## GIVEN EXERCISE
Lay out every line of the data below as a numbered list, skipping blank lines and leaving out the pictures.

↓

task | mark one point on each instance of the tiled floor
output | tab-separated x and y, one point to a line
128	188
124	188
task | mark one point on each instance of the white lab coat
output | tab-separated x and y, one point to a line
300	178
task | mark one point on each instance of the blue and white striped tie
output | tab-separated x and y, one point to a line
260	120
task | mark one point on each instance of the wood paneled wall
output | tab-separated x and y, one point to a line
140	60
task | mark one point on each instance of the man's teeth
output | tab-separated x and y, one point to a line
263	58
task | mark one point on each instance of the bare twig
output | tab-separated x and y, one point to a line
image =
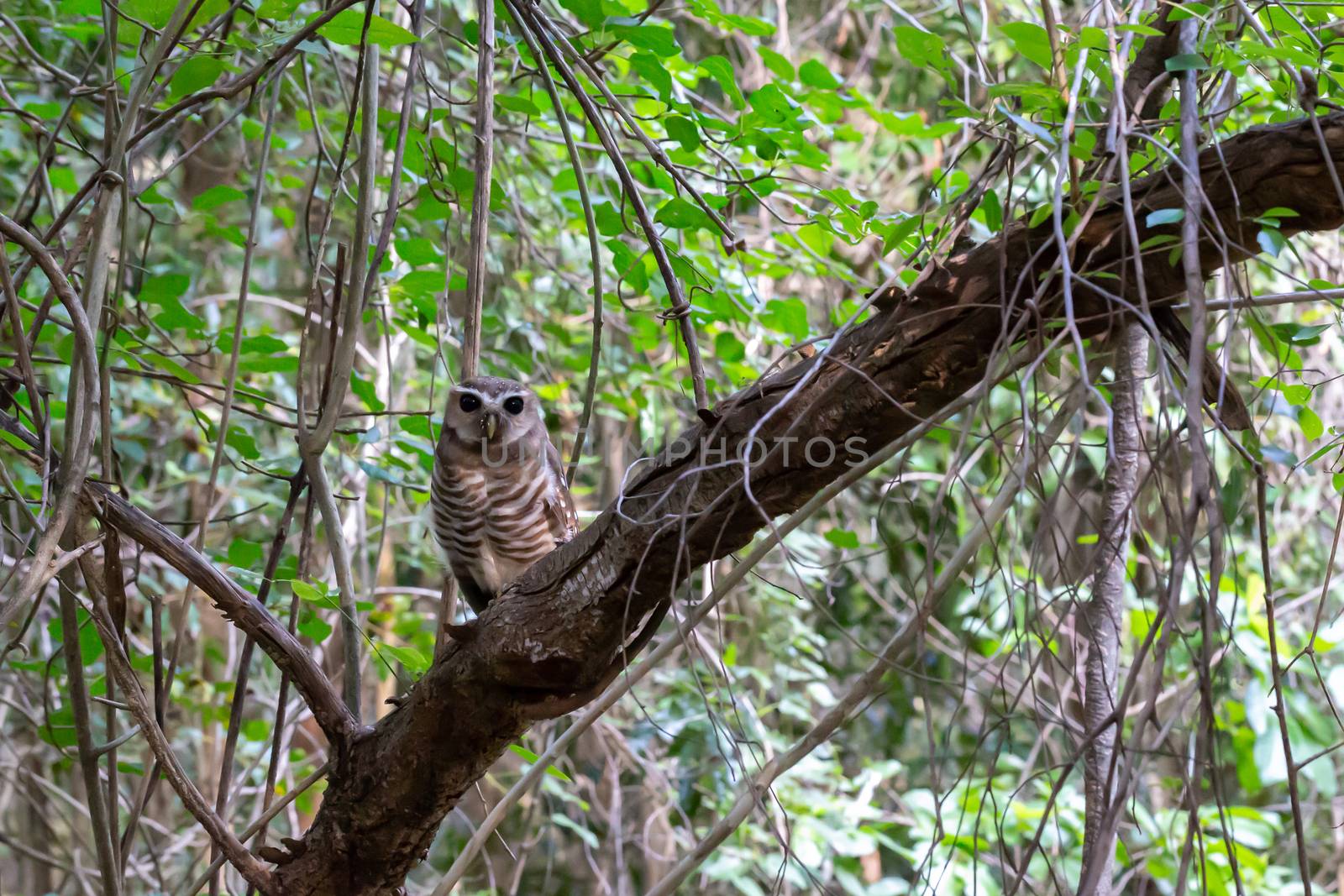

↑

## SOLUTION FOR THIS EXERCISE
1. task | mark one point on each instance of the tiled floor
2. output | tab-separated x and y, one point to a line
3. 128	188
4. 124	188
5. task | mark one point on each instance of the white lab coat
6. output | tab-separated x and y, one point to a line
7. 300	178
8. task | mark one point on each instance of the blue and white striped tie
9. output | tab-separated x and y, one point to a line
10. 260	120
11. task | mark one point on each instance of the wood paneled wall
12. output | tab-separated x and y, one point to a line
13. 140	60
14. task | mark one point on each instance of the man's teeth
15. output | tab-separated x and y, one point to a line
16. 263	58
17. task | mark one point on each instance of the bare twig
18. output | tab-separated x and y, one point to a line
19. image =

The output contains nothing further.